Please return, character for character, the lines of the material below, starting at the line that contains "spot the bird's claw gripping wire." and ending at the final line of the material.

_Material supplied_
━━━━━━

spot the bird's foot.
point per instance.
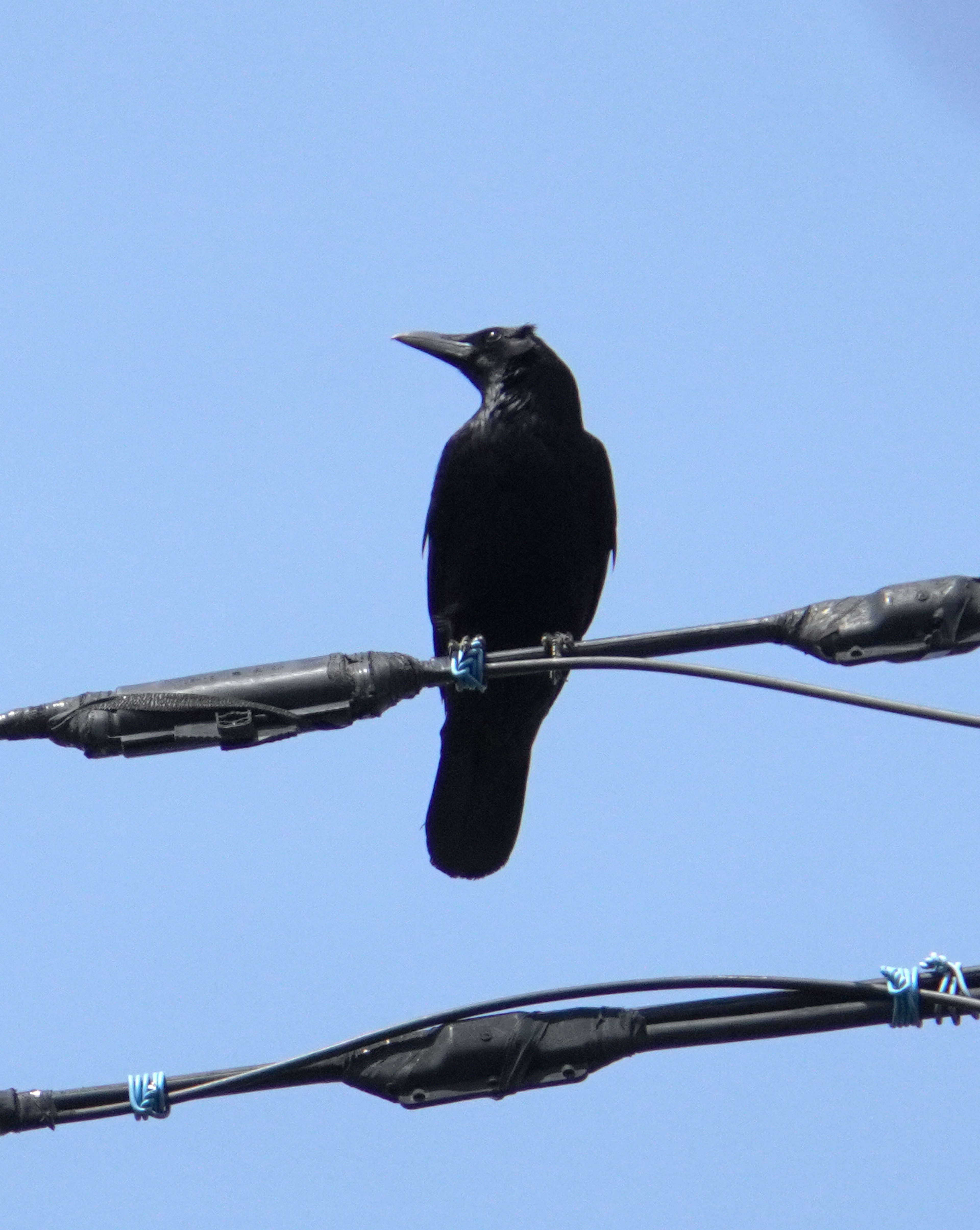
(557, 646)
(468, 663)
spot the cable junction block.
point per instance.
(495, 1049)
(250, 707)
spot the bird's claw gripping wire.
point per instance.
(557, 645)
(148, 1097)
(468, 663)
(903, 986)
(951, 982)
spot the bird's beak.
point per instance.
(448, 347)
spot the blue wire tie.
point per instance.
(148, 1097)
(903, 987)
(468, 665)
(952, 982)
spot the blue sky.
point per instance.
(752, 232)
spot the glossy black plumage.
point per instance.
(521, 528)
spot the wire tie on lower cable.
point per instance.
(148, 1097)
(903, 987)
(952, 983)
(468, 665)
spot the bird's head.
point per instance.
(491, 356)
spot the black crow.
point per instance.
(521, 528)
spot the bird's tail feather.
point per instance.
(479, 796)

━━━━━━

_Answer for this exercise_
spot the bird's claw gripping wire.
point per instance.
(557, 645)
(148, 1097)
(468, 663)
(903, 986)
(951, 982)
spot the bird's beak.
point per instance.
(448, 347)
spot the blue wire tie.
point per instance.
(148, 1097)
(903, 987)
(468, 665)
(952, 982)
spot the blue sky.
point per instance.
(752, 232)
spot the glossy black plumage.
point per instance.
(521, 528)
spot the wire tie on lower cable.
point per instance.
(148, 1097)
(903, 987)
(952, 983)
(468, 665)
spot the bird's head.
point per instance.
(491, 356)
spot the black crow.
point per instance.
(521, 528)
spot the bird's tail feather.
point per instance.
(479, 796)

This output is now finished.